■ Your objective ■
Line by line, count where the string "window" appears in the listing, then give the number of such lines alone.
[Start of section]
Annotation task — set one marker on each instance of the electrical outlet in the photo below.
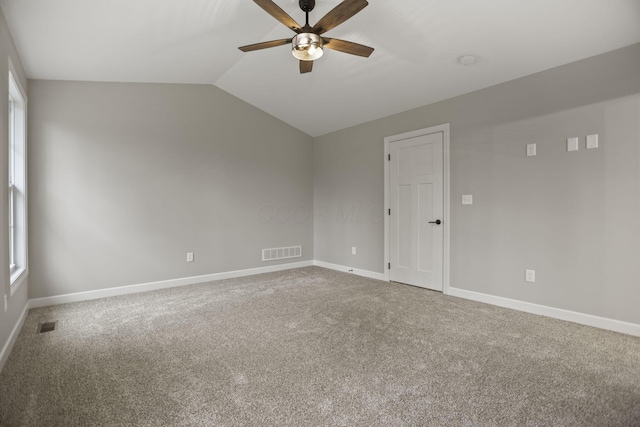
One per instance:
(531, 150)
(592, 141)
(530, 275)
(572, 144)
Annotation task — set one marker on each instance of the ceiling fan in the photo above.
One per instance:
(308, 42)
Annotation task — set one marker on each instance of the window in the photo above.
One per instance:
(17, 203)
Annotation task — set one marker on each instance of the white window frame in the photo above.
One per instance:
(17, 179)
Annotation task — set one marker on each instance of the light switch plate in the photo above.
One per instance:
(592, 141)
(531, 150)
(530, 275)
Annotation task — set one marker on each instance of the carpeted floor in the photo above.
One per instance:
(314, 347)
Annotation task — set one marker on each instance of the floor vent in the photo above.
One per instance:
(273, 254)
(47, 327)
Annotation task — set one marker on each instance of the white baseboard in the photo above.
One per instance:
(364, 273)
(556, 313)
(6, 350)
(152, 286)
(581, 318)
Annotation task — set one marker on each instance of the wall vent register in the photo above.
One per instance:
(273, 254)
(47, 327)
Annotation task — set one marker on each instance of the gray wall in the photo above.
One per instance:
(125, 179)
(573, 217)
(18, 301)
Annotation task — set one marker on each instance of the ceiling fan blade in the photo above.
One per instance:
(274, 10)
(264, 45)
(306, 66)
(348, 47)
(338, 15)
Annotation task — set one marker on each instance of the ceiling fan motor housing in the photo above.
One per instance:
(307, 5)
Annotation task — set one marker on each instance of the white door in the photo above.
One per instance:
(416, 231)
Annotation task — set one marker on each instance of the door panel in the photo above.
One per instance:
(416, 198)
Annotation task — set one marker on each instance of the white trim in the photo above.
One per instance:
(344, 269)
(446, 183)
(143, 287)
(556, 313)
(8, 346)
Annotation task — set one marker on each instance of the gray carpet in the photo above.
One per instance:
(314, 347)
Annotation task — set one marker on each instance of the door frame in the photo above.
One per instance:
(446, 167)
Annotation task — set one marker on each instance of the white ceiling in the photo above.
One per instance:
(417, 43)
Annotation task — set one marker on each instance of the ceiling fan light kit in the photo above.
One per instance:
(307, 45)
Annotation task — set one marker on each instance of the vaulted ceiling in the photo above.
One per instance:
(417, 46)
[End of section]
[Start of section]
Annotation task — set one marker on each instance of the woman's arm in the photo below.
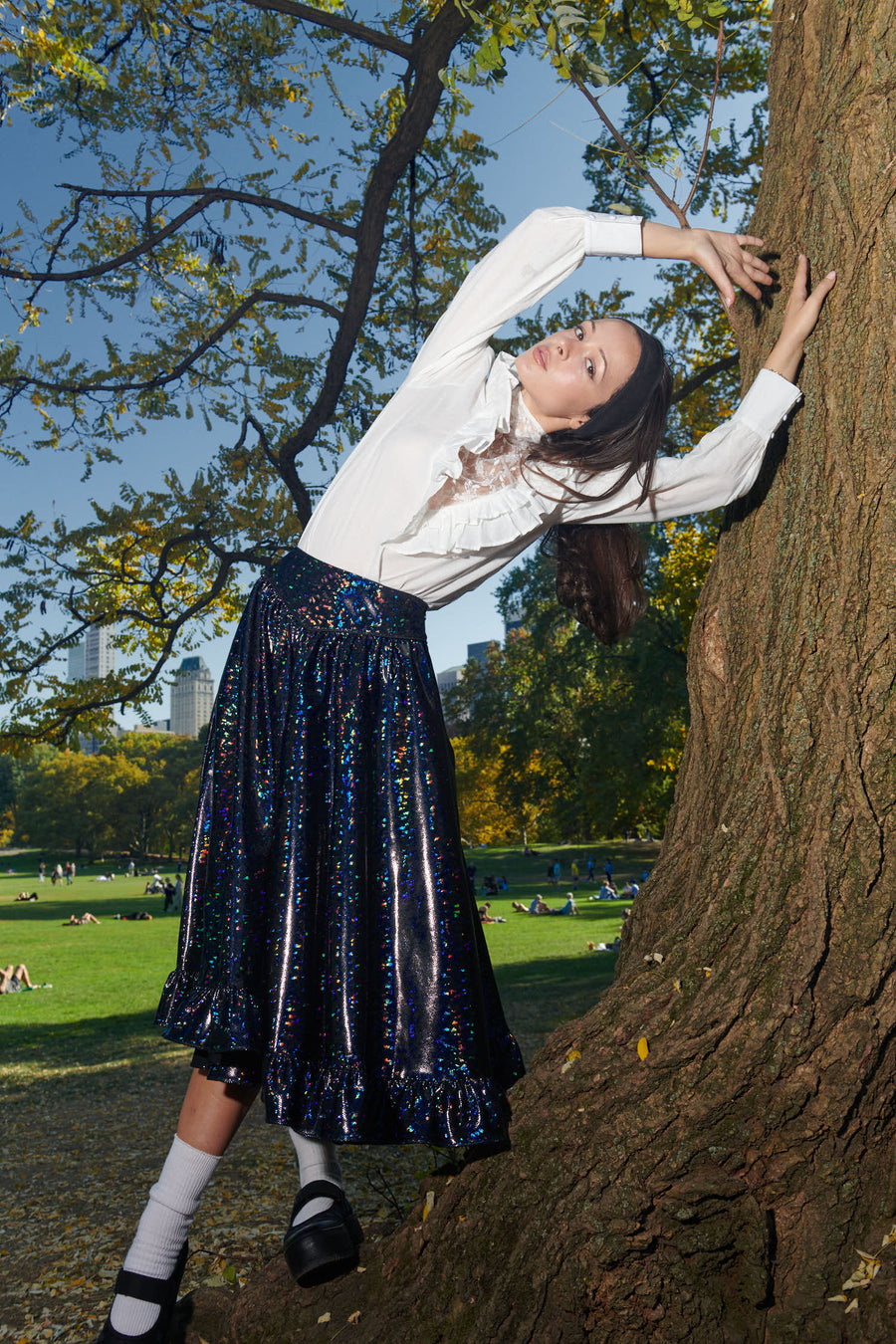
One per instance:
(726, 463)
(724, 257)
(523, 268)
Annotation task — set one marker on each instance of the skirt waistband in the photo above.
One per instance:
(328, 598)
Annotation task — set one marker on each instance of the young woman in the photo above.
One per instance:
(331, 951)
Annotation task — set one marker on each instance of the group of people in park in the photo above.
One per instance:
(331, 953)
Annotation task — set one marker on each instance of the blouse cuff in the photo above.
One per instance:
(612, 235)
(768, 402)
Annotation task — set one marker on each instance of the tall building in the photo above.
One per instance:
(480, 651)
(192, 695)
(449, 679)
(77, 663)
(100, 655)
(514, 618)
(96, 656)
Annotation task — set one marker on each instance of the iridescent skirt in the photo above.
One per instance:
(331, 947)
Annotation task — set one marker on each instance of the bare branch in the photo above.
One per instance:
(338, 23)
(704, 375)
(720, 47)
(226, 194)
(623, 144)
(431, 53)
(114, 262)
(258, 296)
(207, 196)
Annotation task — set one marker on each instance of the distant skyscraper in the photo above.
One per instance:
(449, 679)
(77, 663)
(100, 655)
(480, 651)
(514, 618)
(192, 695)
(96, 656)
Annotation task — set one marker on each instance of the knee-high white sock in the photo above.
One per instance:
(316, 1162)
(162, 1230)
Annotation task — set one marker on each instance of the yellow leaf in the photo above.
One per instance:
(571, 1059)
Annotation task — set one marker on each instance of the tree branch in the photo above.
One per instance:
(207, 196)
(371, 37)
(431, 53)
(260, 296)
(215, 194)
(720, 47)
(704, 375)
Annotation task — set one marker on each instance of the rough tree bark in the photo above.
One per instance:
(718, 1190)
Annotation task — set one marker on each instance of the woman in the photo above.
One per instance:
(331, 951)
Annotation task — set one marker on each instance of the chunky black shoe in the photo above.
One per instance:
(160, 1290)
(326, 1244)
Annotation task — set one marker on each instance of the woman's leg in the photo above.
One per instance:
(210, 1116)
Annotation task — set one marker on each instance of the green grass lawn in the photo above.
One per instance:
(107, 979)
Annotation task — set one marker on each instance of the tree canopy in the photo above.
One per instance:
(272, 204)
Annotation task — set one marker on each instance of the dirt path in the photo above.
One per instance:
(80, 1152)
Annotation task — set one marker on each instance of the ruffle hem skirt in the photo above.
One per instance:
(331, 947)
[End of section]
■ The completed task ■
2